## BEGIN

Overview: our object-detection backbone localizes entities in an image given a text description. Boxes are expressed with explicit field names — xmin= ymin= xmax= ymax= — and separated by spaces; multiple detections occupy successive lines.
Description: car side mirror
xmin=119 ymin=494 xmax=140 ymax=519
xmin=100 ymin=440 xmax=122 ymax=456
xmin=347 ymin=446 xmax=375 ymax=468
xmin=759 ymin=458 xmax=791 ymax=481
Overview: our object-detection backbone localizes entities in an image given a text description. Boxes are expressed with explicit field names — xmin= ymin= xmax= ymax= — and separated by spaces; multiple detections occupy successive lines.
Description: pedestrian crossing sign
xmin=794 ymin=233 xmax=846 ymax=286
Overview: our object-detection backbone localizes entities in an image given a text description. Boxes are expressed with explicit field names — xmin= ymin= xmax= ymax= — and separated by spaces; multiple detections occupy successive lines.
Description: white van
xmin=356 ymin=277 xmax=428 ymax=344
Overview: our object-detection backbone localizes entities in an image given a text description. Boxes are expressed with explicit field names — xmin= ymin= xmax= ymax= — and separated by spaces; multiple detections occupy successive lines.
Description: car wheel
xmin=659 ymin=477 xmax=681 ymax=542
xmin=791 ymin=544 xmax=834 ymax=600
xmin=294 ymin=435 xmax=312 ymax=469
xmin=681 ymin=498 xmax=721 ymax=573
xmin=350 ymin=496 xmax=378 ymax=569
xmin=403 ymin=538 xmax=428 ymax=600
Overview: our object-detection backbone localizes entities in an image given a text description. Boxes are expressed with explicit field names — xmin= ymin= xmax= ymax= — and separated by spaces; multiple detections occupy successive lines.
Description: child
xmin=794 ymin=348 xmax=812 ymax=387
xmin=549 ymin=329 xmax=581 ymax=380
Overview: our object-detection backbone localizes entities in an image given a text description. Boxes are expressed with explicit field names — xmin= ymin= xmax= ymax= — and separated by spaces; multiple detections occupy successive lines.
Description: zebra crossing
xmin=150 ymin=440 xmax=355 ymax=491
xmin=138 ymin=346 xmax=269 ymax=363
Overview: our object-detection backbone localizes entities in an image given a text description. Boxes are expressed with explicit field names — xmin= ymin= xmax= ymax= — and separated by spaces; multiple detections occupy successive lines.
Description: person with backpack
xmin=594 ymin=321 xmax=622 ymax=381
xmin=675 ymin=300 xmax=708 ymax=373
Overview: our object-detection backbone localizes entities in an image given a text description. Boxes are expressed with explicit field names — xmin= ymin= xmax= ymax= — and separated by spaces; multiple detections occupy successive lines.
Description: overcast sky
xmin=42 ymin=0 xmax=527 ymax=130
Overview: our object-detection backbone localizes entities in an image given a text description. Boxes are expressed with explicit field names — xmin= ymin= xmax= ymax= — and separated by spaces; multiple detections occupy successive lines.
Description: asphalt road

## END

Count how many lines of the material above contain the string "crossing", and reply with that number alone.

Correct answer:
2